» PASSAGE
▼▼▼

You can embed DSLs in CUE. It's a bit unwieldy because you have to essentially reproduce the DSL grammar in CUE, and it may not be performant, but yeah, it's doable. Can you provide more details?

> You might argue that "these rules bolted on top aren't part of the schema" or "this is validation that you can do after the json schema validates" but there is benefit to combining them - namely, code coherence and validation error consistency.

I would argue that it's a slippery slope. Consider v1 where an enum is statically defined as Employee or Manager. Then in v2 we add VP and CEO. Then in v3 actually the list of permitted titles needs to be fetched from a database populated by HR. Is it still correct to put this in configuration validation? What if the person writing the configuration doesn't have permissions to read from HR's database? So nothing should work?

1 comments

>You can embed DSLs in CUE

CUE lets you embed functions too it looks like it's almost a programming language itself.

The closer a configuration language gets to a programming language the less of a reason I see for it to exist.

>I would argue that it's a slippery slope. Consider v1 where an enum is statically defined as Employee or Manager. Then in v2 we add VP and CEO. Then in v3 actually the list of permitted titles needs to be fetched from a database populated by HR. Is it still correct to put this in configuration validation?

▲▲▲

» PROVIDED INFORMATION
▼▼▼

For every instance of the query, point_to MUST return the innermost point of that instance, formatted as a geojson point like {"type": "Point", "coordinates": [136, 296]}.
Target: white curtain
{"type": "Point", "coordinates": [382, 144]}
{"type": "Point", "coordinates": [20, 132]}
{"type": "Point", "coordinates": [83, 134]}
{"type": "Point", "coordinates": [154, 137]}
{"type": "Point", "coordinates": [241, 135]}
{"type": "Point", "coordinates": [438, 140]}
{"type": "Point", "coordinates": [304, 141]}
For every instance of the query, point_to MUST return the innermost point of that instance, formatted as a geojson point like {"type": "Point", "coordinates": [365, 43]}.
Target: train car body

▲▲▲

» WRITTEN INSTRUCTION A
Answer these questions using the discussion about CUE:
(i) What does the first comment say you must essentially reproduce in CUE to embed a DSL?
(ii) In the slippery-slope example, which titles are added in v2?
(iii) Besides DSLs, what does the reply say CUE lets you embed?
» WRITTEN INSTRUCTION B
Write the next part of the discussion about CUE, starting after its final quoted passage.
The records come from a different source than the text.

» EXERCISE ANSWER A
(i) The DSL grammar.
(ii) VP and CEO.
(iii) Functions.

» EXERCISE ANSWER B
No, coupling to a database would be bad design IMO, but grabbing those enums from other config files in the same folder that are parsed earlier I have done a lot.

I've also used libraries that provide lists of timezones and country codes as enums and plugged them in to the parser so you couldnt invent your own country code.

And Ive written validators that reference other bits of the config (e.g. the list of permitted titles is in another part of the config).

All of these things I would argue are good and useful and not worth sacrificing in exchange for preventing possible misuse (like coupling parsers to a DB).

I actually wrote this parser in the first place because I wanted to create a good metalanguage for tersely defining strongly typed executable specifications in YAML (i.e. Gherkin done right). Tons of stuff I wanted to strictly validate wouldnt have been possible with config-based schema validation and with YAML's weak, implicit typing it was a fucking mess.